The comment sections on news sites tend to have the craziest, nastiest trolling. At least with those types of things, it's random hatefulness. When I read the comments it's sort of like a train wreck.

Forums like RO get people involved with each other and a certain amount of trust and respect develops. Misunderstandings are easy online. I've certainly had my feelings hurt, but usually things can be straightened out if everybody stops, and backs up for a few minutes to explain themselves.


----------



## LakeCondo (Jun 9, 2012)

I understand there are people making comments on news sites that are purposely offensive; they're called trolls. I don't recall why they do it; for "fun" of if they're paid, sort of like negative ads, but to an extreme. Doing that deters genuine dialogue.


----------



## Nancy McClelland (Jun 9, 2012)

"God must really love stupid people, 'cause He made so darn many!" George Carlin.


----------



## MagPie (Jun 10, 2012)

Ok so I thought I was the only one who noticed the blah horse people. I just thought it was me not being good at making friends.

*Exercise task 1*
Answer these questions about the forum thread, one per line:
(a) What do comment sections on news sites tend to have, according to the first post?
(b) What does LakeCondo say people who make purposely offensive comments are called?
(c) To whom is the quotation in Nancy McClelland's post attributed?
*Exercise task 2*
Summarize the forum thread in two sentences.

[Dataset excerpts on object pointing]
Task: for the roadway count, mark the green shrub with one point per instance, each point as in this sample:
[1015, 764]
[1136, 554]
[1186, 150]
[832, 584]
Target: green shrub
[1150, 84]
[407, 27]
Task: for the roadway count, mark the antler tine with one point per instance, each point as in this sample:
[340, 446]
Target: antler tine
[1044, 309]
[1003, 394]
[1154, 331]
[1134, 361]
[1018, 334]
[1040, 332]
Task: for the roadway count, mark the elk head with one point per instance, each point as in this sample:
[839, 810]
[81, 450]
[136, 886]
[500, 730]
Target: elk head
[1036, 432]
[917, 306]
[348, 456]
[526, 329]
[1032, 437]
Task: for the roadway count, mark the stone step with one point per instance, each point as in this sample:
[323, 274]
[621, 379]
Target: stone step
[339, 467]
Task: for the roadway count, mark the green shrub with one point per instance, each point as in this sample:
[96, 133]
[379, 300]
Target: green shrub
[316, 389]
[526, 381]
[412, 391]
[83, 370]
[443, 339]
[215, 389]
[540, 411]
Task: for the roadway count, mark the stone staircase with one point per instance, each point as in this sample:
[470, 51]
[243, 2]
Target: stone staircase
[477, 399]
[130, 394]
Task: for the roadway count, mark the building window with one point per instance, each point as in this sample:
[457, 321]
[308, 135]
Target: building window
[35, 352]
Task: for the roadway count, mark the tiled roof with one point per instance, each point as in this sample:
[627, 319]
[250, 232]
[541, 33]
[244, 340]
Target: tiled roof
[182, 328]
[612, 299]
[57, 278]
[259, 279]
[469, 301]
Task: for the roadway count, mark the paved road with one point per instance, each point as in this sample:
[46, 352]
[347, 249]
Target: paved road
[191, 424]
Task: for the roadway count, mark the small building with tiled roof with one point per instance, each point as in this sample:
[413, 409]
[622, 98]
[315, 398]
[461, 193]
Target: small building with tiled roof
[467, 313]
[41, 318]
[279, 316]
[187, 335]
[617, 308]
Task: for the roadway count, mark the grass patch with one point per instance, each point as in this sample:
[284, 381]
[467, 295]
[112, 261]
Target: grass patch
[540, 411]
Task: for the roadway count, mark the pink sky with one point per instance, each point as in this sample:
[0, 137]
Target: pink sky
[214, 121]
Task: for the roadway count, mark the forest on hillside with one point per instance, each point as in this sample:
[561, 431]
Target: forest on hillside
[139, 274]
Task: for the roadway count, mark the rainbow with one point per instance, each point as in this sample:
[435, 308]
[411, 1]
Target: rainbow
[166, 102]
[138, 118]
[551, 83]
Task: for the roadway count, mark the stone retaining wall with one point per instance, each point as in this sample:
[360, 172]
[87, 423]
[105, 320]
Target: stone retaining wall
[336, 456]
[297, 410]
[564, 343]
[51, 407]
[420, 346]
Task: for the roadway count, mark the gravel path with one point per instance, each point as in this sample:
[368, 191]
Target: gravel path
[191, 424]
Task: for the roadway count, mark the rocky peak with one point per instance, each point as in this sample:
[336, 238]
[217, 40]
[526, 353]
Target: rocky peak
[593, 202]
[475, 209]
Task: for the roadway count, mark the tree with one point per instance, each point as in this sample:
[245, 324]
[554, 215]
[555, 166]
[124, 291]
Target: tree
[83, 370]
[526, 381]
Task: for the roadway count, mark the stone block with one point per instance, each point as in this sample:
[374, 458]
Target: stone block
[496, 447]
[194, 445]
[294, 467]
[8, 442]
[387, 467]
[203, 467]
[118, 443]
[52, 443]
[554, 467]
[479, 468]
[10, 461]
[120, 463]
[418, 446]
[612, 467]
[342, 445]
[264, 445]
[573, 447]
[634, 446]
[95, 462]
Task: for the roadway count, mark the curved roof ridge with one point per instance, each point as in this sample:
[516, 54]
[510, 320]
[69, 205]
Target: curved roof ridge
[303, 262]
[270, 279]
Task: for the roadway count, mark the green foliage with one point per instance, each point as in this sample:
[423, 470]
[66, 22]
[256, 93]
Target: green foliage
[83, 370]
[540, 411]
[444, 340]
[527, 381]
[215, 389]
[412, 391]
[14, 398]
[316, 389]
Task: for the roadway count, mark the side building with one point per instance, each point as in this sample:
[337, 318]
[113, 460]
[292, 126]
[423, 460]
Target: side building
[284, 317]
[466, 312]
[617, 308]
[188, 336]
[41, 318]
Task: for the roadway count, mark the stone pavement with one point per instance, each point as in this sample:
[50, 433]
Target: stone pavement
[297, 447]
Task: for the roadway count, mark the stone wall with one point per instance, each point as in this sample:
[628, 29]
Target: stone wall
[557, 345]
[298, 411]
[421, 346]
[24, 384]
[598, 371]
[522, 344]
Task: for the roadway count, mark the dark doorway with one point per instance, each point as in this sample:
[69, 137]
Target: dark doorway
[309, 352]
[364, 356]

*Complete answer 1*
(a) The craziest, nastiest trolling.
(b) Trolls.
(c) George Carlin.

*Complete answer 2*
News-site comment sections tend to have the nastiest trolling, while forums like RO let trust and respect develop, and misunderstandings there can usually be straightened out if everybody stops to explain themselves. LakeCondo notes that purposely offensive commenters are called trolls and that their behavior deters genuine dialogue.